**Records provided**
⁂

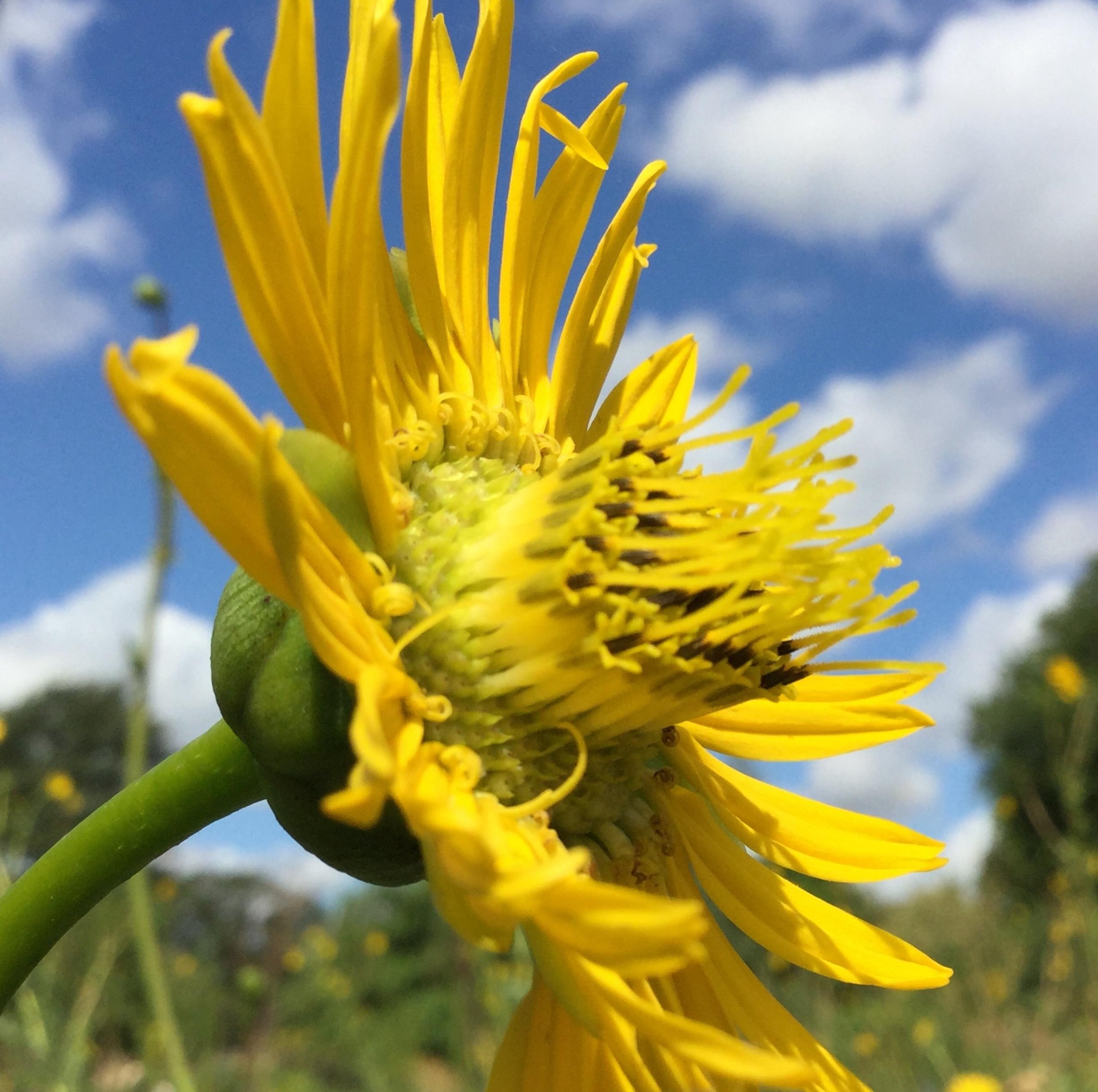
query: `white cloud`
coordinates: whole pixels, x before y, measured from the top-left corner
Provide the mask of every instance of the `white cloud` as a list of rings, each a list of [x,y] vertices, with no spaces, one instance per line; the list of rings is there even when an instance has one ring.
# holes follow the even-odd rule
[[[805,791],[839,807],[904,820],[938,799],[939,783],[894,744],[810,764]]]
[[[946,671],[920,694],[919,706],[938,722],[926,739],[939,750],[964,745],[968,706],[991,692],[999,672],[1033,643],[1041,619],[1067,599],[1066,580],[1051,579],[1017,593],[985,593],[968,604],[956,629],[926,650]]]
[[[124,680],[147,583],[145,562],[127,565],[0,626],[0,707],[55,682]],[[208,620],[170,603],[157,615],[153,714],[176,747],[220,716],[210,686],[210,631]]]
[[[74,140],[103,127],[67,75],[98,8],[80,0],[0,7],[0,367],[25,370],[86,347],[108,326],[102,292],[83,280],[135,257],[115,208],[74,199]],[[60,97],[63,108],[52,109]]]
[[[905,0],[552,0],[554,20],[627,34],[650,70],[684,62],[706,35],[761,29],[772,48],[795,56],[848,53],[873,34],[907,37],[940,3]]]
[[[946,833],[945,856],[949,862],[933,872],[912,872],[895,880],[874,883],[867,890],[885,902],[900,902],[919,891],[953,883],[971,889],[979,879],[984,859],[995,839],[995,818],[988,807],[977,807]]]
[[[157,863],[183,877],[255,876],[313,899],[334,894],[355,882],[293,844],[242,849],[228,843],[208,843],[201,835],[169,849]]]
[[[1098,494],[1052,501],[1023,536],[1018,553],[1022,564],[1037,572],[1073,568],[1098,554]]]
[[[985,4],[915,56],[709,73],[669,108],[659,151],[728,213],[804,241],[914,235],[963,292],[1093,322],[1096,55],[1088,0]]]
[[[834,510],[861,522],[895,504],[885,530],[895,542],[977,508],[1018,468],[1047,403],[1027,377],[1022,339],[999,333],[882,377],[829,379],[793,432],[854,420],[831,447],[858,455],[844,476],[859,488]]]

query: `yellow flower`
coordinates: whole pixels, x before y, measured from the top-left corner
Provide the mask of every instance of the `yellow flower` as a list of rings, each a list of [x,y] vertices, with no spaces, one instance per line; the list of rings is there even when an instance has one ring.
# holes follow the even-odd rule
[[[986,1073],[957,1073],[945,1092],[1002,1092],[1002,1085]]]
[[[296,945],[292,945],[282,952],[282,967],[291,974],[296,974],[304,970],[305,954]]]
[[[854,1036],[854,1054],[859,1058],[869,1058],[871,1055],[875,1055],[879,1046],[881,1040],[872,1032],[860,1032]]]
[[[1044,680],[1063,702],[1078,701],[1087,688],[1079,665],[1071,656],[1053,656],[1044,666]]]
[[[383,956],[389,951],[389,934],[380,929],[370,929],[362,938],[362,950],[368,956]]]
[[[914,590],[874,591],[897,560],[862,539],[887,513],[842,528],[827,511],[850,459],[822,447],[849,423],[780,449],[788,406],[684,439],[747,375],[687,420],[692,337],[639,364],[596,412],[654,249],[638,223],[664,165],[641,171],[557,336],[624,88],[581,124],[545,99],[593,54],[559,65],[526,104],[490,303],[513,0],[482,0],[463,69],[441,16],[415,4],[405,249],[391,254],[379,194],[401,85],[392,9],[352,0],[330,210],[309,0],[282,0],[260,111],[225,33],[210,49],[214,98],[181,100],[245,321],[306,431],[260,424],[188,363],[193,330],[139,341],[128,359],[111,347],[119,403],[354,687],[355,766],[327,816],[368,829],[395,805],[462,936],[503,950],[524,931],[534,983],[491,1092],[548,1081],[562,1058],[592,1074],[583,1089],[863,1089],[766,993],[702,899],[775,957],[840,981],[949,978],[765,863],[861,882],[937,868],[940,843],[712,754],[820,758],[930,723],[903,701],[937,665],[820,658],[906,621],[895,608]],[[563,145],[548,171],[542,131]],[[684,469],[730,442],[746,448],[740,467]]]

⁂

**Your goal**
Select each line of the records above that contains the string "when", treating uppercase and lowercase letters as distinct.

**Solution for this task**
Provide the mask of every instance of the `white cloud` as a list of rings, each a list of [x,y] vertices, with no spaces, one instance per line; the list of rings is there even when an instance has one ring.
Provide the mask of every instance of the `yellow flower` as a list of rings, each a list of [x,y] vertices, with no spaces, one instance per line; the list of rings is there even when an instance has one ring.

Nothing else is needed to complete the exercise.